_GOAL OF THE EXERCISE_
Within the entries below, the lines from the one with "Can you please pinpoint where the tree reflection" through the one with "Can you please pinpoint where the grass verge" are to be set down exactly, both ends kept.

========================

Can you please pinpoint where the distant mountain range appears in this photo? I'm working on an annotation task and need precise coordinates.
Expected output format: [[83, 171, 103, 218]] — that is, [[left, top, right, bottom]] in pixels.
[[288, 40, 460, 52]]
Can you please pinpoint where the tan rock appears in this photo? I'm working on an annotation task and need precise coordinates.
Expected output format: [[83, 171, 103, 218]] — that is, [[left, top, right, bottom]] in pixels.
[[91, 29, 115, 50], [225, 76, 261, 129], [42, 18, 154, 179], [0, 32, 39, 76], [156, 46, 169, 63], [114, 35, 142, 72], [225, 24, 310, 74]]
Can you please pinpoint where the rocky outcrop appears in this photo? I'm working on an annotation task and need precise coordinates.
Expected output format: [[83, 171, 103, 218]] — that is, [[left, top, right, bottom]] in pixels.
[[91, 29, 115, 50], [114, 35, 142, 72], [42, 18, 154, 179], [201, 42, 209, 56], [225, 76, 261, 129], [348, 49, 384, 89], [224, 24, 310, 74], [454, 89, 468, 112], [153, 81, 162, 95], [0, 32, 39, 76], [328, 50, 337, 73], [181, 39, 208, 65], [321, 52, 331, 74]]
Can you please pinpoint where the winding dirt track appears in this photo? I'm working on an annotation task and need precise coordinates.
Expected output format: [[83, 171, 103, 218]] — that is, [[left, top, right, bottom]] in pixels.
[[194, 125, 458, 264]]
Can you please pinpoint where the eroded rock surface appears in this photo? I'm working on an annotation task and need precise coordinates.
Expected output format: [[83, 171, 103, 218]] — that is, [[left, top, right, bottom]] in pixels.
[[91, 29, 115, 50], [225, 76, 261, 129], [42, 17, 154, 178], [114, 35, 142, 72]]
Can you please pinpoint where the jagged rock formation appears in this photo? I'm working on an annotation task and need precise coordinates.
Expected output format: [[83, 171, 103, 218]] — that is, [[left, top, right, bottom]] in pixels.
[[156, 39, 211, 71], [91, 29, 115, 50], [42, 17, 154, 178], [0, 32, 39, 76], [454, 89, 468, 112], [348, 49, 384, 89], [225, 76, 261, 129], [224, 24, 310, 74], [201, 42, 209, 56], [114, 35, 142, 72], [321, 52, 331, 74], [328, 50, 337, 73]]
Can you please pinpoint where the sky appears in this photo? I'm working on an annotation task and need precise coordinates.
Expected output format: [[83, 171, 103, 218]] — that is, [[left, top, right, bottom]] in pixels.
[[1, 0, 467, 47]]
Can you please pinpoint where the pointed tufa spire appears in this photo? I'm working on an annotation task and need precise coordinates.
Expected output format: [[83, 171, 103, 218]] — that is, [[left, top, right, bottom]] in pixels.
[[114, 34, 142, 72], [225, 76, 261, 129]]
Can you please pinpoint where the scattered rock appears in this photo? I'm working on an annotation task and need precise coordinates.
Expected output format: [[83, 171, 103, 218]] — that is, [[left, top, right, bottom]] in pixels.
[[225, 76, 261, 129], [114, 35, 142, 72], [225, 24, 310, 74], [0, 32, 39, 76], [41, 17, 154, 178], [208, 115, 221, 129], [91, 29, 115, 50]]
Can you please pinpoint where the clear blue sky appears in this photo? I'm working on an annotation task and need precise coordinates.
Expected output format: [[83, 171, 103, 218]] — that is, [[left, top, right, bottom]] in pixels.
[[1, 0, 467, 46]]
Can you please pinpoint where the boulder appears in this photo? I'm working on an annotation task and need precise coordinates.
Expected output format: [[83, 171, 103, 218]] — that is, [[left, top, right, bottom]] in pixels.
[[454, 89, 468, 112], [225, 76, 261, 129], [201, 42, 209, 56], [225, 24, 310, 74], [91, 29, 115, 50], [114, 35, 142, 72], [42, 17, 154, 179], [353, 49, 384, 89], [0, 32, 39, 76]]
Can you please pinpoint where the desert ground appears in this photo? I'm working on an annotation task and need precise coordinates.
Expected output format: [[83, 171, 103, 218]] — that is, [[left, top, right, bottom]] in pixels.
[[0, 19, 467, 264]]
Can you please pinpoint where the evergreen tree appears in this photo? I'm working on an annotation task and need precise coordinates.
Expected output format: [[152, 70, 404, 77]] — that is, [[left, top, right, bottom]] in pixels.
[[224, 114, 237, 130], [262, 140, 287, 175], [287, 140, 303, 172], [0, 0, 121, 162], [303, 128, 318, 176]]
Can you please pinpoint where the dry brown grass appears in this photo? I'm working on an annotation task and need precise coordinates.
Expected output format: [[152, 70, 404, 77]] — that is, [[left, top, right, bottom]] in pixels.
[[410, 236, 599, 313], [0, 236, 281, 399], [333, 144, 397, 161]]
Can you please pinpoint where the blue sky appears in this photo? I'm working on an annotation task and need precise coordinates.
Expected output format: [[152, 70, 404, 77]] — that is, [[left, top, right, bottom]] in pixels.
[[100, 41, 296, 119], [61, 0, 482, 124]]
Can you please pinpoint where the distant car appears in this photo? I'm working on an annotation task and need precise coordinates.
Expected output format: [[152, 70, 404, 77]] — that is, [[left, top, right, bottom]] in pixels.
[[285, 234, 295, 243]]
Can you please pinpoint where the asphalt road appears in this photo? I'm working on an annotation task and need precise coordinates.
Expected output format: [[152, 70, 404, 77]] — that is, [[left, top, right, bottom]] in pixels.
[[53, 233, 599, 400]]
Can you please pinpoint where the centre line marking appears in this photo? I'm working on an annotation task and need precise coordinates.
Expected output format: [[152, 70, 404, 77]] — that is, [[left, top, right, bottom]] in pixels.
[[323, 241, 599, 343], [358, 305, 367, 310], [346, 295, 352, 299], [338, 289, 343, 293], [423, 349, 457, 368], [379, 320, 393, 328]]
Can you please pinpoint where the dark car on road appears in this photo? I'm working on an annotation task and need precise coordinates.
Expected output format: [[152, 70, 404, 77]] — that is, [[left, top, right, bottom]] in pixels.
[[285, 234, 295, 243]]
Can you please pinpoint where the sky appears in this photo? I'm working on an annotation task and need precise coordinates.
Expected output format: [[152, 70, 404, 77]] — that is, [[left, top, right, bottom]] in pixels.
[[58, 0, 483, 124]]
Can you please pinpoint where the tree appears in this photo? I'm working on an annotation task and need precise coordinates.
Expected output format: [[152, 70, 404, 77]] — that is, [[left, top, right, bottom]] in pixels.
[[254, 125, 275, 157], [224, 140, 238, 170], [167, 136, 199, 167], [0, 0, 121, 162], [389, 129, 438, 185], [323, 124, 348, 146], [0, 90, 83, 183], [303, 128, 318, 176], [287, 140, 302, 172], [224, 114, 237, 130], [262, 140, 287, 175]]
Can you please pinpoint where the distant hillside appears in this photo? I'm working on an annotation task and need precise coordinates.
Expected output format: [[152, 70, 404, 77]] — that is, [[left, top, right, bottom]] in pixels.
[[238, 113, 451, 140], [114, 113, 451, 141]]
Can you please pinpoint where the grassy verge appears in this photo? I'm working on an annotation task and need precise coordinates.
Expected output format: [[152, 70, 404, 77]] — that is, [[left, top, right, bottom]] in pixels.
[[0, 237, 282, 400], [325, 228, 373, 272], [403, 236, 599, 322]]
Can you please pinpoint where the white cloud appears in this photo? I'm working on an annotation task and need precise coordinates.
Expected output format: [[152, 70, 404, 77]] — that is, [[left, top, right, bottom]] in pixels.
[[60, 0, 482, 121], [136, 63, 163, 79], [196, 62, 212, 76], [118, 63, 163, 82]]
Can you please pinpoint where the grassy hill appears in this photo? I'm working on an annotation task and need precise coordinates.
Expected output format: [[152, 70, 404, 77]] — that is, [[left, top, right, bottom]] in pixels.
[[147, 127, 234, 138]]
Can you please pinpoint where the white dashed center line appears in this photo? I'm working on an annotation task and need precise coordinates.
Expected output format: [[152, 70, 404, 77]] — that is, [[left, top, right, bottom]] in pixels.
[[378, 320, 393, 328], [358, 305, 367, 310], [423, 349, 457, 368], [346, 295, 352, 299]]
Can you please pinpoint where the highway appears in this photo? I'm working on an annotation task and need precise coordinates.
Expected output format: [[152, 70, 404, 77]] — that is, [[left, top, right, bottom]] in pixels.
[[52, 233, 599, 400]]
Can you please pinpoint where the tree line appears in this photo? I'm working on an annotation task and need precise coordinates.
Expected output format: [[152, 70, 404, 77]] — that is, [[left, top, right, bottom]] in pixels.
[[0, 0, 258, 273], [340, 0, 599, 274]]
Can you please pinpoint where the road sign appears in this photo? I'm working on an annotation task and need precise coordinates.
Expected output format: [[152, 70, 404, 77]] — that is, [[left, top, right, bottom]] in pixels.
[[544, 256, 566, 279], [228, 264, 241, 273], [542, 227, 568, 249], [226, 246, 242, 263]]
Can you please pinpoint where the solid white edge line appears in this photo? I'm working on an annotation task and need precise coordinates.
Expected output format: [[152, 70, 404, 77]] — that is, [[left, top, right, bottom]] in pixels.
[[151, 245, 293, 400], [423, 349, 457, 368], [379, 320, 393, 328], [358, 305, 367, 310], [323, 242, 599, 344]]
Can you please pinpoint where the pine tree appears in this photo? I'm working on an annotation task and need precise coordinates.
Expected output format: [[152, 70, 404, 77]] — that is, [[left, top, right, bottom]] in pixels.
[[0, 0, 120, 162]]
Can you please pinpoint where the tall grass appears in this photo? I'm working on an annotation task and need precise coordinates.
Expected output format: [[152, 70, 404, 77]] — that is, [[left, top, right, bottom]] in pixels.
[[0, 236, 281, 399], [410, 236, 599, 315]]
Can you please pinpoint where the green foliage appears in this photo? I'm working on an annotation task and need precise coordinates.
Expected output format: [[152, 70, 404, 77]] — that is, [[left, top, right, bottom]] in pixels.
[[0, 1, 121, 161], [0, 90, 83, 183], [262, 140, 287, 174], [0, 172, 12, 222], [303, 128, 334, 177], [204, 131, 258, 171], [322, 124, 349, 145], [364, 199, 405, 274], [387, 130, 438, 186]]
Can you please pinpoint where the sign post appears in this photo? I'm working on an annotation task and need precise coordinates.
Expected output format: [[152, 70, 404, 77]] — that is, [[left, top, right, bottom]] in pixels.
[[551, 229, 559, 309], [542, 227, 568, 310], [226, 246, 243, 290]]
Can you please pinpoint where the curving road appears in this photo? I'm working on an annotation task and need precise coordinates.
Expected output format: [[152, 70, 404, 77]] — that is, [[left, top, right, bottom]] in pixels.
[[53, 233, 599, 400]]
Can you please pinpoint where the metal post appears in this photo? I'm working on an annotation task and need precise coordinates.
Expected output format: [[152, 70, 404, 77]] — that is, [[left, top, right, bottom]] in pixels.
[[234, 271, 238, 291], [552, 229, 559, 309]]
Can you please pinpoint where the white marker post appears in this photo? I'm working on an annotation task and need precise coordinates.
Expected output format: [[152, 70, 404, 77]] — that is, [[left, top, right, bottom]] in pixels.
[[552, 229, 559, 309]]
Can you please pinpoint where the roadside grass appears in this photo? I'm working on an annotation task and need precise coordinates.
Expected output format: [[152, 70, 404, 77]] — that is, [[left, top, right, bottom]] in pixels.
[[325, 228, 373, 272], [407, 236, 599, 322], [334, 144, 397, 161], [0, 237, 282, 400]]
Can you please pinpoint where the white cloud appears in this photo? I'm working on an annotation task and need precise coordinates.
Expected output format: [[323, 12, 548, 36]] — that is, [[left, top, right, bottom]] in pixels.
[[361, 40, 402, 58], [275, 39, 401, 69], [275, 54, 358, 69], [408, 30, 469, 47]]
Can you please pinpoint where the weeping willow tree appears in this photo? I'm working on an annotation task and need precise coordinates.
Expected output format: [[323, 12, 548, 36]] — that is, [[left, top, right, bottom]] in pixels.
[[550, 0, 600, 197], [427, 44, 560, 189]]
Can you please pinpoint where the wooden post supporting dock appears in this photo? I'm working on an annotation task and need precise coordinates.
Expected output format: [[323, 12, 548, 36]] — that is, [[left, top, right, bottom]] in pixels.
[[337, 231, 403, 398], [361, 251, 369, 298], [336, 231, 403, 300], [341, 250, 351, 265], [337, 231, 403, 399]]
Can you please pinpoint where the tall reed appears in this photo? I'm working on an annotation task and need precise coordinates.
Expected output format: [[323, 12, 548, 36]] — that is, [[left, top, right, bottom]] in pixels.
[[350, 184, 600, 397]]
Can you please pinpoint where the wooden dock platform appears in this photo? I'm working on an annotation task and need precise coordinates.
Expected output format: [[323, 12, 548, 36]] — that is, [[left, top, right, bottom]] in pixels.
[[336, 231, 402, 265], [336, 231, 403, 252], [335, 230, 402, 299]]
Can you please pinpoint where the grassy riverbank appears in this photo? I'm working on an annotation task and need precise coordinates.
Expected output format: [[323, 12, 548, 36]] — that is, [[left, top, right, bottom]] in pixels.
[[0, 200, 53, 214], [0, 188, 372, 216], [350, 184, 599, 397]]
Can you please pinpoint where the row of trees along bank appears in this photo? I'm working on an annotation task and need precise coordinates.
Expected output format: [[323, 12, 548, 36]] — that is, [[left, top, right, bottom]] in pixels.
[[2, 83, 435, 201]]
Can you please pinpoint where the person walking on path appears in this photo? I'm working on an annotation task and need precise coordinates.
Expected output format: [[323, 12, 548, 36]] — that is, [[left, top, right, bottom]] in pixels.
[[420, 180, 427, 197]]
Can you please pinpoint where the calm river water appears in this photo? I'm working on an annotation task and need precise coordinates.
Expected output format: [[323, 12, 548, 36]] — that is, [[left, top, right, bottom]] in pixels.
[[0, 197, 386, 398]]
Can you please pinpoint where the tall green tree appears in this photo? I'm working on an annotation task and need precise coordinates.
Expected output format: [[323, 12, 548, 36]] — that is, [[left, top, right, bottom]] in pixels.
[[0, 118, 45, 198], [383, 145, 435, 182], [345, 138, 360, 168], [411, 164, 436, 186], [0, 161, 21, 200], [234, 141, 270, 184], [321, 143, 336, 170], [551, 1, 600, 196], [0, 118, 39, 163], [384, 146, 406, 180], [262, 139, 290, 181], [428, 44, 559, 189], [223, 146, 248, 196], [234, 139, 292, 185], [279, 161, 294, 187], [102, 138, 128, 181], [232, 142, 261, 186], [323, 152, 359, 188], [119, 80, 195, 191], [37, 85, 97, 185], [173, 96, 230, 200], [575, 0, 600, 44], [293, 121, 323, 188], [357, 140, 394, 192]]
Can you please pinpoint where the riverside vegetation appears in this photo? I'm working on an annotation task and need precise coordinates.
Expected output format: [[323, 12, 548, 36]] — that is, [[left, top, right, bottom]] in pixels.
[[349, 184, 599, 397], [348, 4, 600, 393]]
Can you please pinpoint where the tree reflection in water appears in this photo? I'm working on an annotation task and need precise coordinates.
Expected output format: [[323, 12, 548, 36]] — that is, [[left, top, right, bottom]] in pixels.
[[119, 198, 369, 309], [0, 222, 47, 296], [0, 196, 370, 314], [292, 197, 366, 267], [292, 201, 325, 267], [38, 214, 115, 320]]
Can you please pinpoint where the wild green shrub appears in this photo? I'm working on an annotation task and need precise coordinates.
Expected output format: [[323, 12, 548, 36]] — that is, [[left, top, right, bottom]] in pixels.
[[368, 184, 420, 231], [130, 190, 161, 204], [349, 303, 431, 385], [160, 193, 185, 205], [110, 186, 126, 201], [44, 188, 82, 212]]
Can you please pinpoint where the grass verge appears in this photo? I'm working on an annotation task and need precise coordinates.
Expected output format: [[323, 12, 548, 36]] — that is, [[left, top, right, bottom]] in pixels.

========================

_YOUR SOLUTION_
Can you please pinpoint where the tree reflection in water appears in this photo? I'm working on an annotation task and need precise coordinates.
Expected output format: [[323, 12, 548, 36]] — that is, [[left, top, right, bottom]] in pixels.
[[119, 198, 369, 309], [0, 222, 47, 296], [0, 196, 370, 314], [292, 197, 366, 267], [292, 201, 325, 267], [38, 214, 115, 320]]
Can you please pinpoint where the wild green shrub appears in this photo? I'm working on an annotation task and need precise coordinates.
Expected output format: [[323, 12, 548, 36]] — that is, [[left, top, right, bottom]] in pixels.
[[368, 184, 420, 231], [130, 190, 161, 204], [349, 303, 431, 385], [160, 193, 185, 205], [110, 186, 126, 201], [44, 188, 82, 212]]
Can you please pinpoint where the grass verge appears in this photo? I'm working on an annotation task and need precise coordinates.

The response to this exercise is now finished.